What Happens when China Quits the Dollar Habit?
Bill Bonner - Thu 11 Mar, 2010
The American economy has apparently peaked out. Its labour is too expensive. Its consumers are tapped out.
Mumbai, India
Yesterday was another dull day on Wall Street. The Dow rose 2 points. Oil held at $81. Gold didn’t move enough for us to remember, one way or another.
The recovery continues... or so says the mainstream financial press. But the economy is still losing jobs... and people are still getting poorer.
NEW YORK (CNNMoney.com) -- The percentage of American workers with virtually no retirement savings grew for the third straight year, according to a survey released Tuesday.
The percentage of workers who said they have less than $10,000 in savings grew to 43% in 2010, from 39% in 2009, according to the Employee Benefit Research Institute's annual Retirement Confidence Survey. That excludes the value of primary homes and defined-benefit pension plans.
The American economy has apparently peaked out. Its labour is too expensive. Its consumers are tapped out. Its government is going deeper and deeper into debt, with no way out. In other words, the US economy is yesterday’s news.
We’re here in Mumbai learning more about tomorrow’s news. We sat down with a group of 12 analysts trying to understand what is going on in India, generally. Of particular interest was Tata Motors... Our investment team at the family office recommended it last year. It went up 468% over the last 12 months...
“Sell it now,” said an analyst here who follows the automobile sector.
You see the Tata name everywhere here in India. Autos, (the family owns Jaguar) coffee shops, hotels, insurance, airlines, chemicals – you name it. Tata seems to own the whole country. Just about everything seems to have a Tata company behind it.
But who is behind Tata? The company is run by Ratan Tata, graduate of Cornell and Harvard, who is unmarried. With no children.

◆ **Task prompt**
Rewrite the article from "The percentage of workers" to "the automobile sector.", replacing "Tata Motors" with "the automaker". The records that come next are drawn from a separate source.

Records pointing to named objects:

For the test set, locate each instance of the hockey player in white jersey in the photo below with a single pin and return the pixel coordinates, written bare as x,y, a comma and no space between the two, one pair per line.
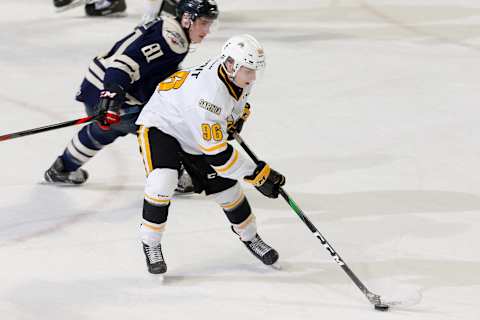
188,120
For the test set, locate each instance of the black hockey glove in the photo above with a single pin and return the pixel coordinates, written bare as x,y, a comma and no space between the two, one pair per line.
111,100
266,180
237,126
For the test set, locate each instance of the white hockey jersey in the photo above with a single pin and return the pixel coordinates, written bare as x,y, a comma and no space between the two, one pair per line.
194,106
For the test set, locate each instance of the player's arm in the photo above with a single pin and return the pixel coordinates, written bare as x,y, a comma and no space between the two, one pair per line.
237,125
229,163
147,54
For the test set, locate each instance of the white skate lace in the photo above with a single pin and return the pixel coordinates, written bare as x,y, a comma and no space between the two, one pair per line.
258,246
185,180
154,254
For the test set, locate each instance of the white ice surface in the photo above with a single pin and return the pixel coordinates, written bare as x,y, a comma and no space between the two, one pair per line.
370,108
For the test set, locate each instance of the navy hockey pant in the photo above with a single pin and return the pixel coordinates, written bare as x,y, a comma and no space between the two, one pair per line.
91,138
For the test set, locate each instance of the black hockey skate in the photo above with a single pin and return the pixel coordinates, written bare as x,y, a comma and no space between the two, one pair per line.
261,250
154,257
57,174
100,8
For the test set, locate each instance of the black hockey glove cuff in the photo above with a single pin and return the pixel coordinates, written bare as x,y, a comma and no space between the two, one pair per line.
237,126
266,180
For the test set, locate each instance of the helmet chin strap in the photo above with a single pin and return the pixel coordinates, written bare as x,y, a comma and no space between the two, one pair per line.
232,74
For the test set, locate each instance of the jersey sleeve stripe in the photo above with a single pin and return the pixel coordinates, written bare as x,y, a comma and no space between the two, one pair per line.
127,65
144,143
216,147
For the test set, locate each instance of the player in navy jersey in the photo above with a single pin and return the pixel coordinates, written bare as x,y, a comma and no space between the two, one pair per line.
120,82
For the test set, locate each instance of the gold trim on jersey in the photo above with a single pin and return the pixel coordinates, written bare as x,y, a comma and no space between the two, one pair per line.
215,147
144,143
155,200
234,90
154,227
233,159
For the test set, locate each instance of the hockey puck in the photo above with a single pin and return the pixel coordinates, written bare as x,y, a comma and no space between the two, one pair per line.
381,307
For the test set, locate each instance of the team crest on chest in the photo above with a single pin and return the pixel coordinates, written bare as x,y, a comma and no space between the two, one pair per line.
209,106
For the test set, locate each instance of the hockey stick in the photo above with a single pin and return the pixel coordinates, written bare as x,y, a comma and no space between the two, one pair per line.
374,299
19,134
74,4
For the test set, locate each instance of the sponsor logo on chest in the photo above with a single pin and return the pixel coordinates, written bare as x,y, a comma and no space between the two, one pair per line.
209,106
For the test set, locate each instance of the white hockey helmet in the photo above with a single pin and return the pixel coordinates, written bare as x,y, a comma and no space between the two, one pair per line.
245,51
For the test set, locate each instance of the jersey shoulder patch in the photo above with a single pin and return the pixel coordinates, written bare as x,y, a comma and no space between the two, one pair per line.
174,36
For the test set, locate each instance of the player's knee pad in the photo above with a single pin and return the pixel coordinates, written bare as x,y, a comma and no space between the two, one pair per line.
247,229
229,199
160,185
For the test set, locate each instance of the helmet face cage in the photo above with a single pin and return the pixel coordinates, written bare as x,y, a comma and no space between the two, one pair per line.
198,8
245,51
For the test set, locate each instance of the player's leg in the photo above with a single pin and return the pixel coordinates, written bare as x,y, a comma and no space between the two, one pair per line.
84,145
160,153
237,209
231,198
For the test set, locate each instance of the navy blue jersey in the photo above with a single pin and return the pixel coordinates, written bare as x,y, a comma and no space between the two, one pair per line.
137,63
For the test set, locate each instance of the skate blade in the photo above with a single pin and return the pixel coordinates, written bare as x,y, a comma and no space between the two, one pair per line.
159,278
276,266
72,5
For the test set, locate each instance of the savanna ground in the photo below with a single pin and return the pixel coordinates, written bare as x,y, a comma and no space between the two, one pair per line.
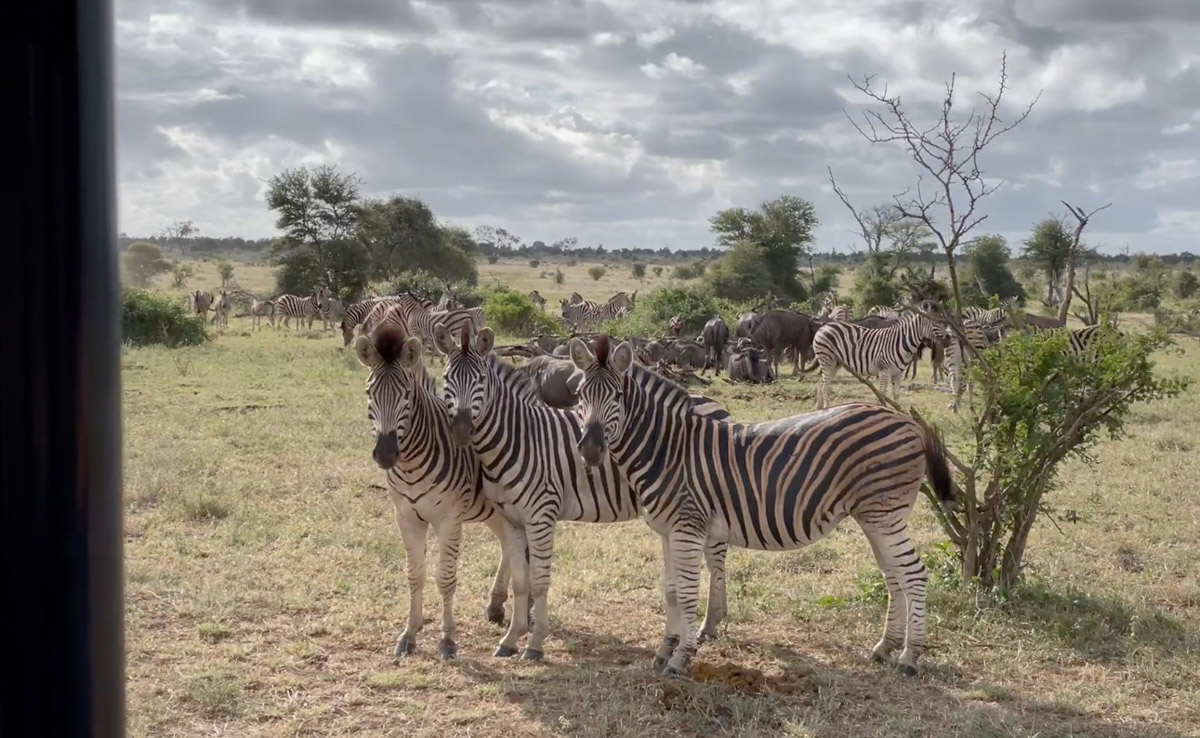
265,581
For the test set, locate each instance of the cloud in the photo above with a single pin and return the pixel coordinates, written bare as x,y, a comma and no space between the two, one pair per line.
629,123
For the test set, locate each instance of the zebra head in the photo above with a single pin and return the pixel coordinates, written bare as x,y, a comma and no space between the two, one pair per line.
601,402
391,355
466,377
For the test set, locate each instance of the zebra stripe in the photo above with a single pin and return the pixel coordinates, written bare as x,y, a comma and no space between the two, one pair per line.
528,449
869,352
778,485
432,481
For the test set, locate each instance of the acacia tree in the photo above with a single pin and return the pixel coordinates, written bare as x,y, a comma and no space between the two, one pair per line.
948,153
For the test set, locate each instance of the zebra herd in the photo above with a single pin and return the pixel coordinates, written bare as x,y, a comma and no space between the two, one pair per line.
489,449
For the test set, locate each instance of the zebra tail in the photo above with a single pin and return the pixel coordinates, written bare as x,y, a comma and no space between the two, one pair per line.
939,469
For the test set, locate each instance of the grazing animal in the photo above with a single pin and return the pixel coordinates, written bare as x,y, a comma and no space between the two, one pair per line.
785,329
880,352
528,449
259,310
431,480
304,310
221,310
715,337
775,486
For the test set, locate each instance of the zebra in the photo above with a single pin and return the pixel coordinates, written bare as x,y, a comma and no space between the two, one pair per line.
990,316
431,480
259,310
221,310
775,486
833,310
870,352
527,448
301,309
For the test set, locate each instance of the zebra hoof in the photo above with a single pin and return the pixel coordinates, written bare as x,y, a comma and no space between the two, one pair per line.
406,647
671,672
496,613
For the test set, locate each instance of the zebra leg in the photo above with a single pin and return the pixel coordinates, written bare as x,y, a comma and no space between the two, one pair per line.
449,544
671,636
515,543
541,547
413,532
501,583
714,558
687,552
907,579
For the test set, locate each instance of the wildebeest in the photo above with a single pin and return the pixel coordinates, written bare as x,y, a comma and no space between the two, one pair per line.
715,336
747,364
783,329
557,381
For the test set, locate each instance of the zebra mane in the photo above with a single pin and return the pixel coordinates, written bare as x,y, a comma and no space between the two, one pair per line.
515,379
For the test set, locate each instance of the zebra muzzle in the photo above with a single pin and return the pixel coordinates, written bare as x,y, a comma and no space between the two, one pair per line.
387,450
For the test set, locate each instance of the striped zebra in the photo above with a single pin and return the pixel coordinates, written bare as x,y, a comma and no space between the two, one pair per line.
432,481
301,309
528,448
774,486
990,316
833,310
869,352
221,309
259,310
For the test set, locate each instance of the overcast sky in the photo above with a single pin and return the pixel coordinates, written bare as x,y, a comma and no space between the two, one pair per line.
629,123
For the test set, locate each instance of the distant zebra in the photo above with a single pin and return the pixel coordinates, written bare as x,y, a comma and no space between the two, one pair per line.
833,310
778,485
301,309
431,480
221,310
259,310
528,448
880,352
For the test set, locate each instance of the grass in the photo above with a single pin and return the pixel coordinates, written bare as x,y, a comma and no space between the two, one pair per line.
265,586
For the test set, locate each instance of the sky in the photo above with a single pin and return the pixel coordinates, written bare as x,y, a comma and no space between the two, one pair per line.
630,123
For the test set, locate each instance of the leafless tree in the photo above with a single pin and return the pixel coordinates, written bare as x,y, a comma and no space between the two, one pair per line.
951,180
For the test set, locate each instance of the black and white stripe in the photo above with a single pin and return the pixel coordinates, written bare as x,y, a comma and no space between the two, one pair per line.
879,352
432,481
775,486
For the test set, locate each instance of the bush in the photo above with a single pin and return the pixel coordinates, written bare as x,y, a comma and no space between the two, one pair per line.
511,312
150,318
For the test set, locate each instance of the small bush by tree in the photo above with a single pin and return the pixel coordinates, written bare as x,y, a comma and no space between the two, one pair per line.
143,262
149,318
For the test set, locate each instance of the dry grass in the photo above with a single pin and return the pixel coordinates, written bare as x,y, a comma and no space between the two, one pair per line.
265,587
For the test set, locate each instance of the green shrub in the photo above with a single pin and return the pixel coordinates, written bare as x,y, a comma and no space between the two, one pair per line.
150,318
513,313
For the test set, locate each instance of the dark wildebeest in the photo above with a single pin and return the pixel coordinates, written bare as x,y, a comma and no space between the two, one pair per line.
556,379
747,364
785,329
745,324
715,336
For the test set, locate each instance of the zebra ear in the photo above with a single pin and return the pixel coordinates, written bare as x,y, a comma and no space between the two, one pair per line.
366,352
411,354
485,341
581,355
622,358
443,340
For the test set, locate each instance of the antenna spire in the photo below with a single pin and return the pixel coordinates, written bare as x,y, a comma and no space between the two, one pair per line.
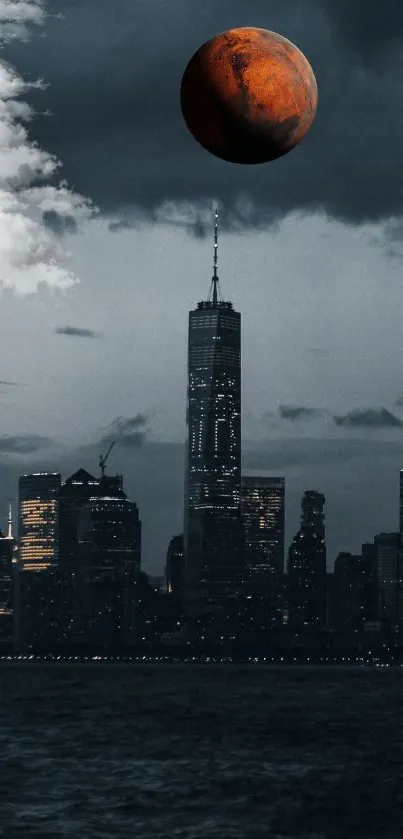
215,262
10,522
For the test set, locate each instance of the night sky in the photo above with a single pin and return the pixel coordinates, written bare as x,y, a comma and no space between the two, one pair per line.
103,255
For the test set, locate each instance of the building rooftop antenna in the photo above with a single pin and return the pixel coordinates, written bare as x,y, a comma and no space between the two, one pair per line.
104,457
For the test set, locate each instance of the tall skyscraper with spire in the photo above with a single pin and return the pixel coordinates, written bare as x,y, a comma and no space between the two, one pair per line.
212,527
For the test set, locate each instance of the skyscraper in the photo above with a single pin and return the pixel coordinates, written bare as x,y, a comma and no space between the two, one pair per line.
401,505
7,586
174,567
263,517
307,564
38,520
389,570
108,566
212,530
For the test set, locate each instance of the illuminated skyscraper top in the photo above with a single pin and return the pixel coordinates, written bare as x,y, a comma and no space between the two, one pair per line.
213,473
38,520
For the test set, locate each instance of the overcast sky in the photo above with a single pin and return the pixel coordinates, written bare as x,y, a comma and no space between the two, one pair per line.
106,243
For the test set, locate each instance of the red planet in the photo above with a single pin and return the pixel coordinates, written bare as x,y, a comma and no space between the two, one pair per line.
249,95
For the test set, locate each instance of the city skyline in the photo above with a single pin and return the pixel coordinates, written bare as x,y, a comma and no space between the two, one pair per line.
308,247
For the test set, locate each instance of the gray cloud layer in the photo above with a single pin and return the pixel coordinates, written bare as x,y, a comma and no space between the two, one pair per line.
23,444
129,433
75,332
116,121
368,418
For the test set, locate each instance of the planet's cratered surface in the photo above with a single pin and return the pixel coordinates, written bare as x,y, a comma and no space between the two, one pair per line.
249,95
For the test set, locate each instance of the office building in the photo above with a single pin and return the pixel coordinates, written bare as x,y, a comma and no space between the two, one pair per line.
174,567
38,520
212,528
350,594
108,566
263,518
389,571
307,564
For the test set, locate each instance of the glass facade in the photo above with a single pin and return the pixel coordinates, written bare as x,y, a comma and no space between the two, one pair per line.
263,517
38,520
212,533
307,564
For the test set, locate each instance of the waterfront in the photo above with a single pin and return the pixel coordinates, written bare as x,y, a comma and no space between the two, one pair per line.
105,752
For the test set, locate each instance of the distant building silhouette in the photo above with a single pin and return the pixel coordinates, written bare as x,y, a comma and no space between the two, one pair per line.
307,564
7,586
109,536
174,567
212,531
38,524
350,594
389,569
263,518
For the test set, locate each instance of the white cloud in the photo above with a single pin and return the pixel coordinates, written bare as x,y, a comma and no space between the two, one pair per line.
30,252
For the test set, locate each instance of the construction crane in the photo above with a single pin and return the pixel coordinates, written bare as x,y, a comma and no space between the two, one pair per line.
104,457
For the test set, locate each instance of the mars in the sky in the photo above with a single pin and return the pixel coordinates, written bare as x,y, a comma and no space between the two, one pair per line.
249,95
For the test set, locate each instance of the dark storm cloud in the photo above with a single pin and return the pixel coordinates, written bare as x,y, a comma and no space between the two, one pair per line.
368,418
300,412
115,120
130,433
75,332
23,444
59,224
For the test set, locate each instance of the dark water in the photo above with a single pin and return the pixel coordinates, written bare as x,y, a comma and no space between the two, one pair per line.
196,751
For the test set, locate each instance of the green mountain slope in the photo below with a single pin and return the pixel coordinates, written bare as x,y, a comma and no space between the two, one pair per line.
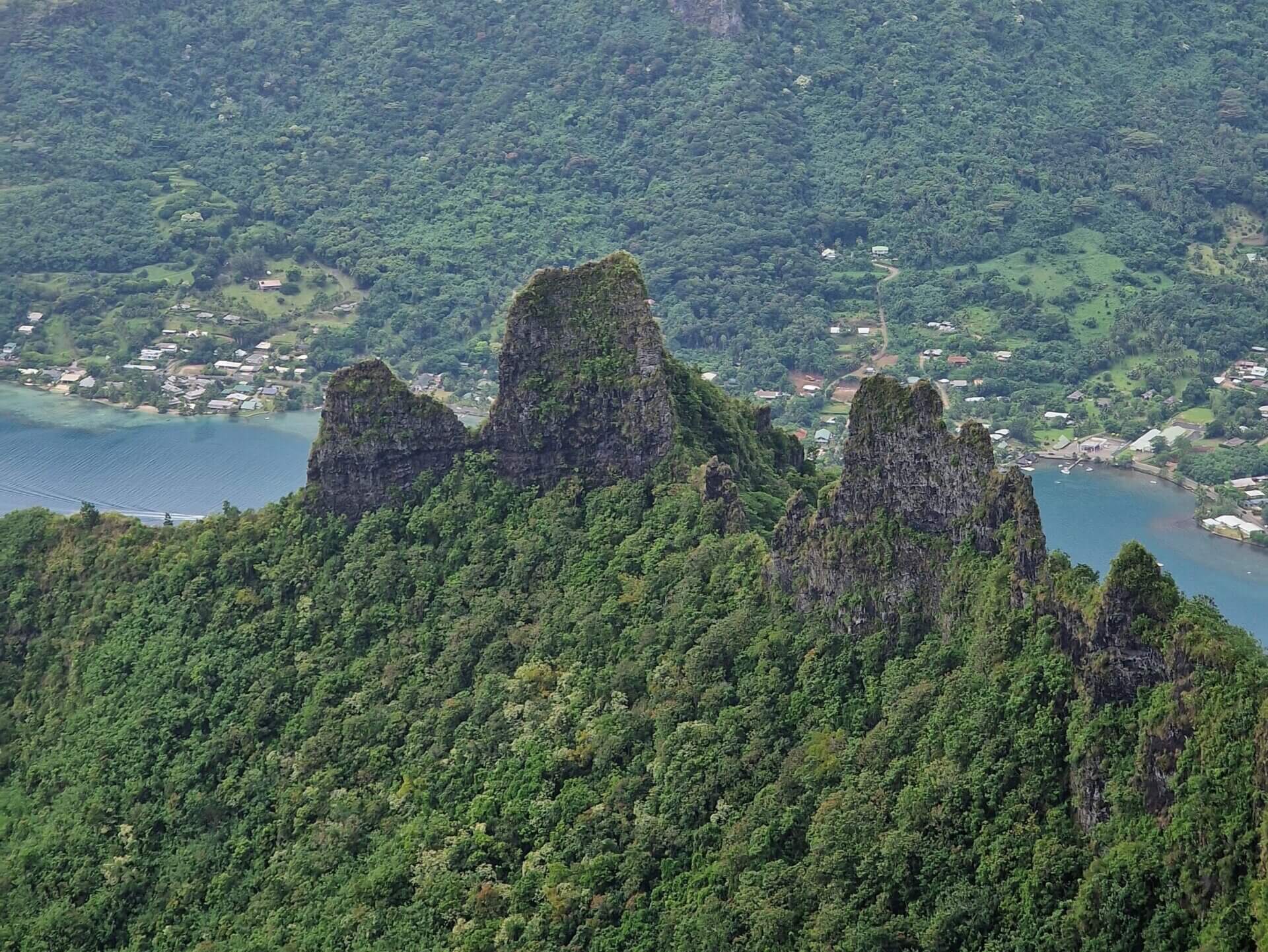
439,153
619,716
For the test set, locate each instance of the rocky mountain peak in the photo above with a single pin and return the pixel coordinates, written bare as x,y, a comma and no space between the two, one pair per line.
584,392
376,438
582,378
876,547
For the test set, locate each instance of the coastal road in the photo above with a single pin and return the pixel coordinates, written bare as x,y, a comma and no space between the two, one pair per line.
880,310
942,387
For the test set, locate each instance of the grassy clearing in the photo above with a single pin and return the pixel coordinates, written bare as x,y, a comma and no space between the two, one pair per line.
1197,415
1074,263
1047,436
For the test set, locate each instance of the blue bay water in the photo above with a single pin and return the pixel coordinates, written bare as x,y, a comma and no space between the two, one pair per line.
59,452
1091,515
56,452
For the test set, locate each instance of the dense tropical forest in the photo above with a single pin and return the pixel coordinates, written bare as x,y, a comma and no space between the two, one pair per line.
492,719
435,154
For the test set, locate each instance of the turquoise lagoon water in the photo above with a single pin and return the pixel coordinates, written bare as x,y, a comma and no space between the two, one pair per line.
56,452
59,452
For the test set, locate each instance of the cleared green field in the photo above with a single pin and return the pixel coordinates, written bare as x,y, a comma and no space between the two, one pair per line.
1197,415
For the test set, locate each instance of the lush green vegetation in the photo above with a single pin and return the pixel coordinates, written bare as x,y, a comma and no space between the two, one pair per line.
438,155
496,720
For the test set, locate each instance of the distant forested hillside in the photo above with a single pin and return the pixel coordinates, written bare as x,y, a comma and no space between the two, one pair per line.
440,151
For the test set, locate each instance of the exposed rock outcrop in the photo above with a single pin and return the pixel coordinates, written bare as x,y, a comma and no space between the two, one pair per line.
1116,652
718,490
376,439
582,380
584,393
722,18
876,548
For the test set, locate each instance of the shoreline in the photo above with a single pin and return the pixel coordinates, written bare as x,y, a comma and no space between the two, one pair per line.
1191,486
146,410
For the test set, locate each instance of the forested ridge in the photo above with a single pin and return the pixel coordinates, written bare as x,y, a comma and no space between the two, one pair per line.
491,718
439,153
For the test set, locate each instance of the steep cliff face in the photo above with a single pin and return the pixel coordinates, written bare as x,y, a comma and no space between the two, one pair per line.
376,439
876,548
582,380
1119,648
719,17
584,393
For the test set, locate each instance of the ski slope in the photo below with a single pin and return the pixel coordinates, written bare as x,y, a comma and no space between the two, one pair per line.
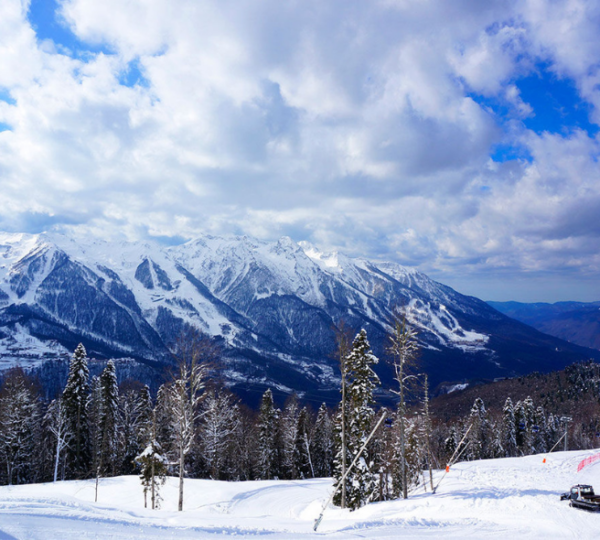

◆ **Correct answer**
The percentage of workers who said they have less than $10,000 in savings grew to 43% in 2010, from 39% in 2009, according to the Employee Benefit Research Institute's annual Retirement Confidence Survey. That excludes the value of primary homes and defined-benefit pension plans.
The American economy has apparently peaked out. Its labour is too expensive. Its consumers are tapped out. Its government is going deeper and deeper into debt, with no way out. In other words, the US economy is yesterday’s news.
We’re here in Mumbai learning more about tomorrow’s news. We sat down with a group of 12 analysts trying to understand what is going on in India, generally. Of particular interest was the automaker... Our investment team at the family office recommended it last year. It went up 468% over the last 12 months...
“Sell it now,” said an analyst here who follows the automobile sector.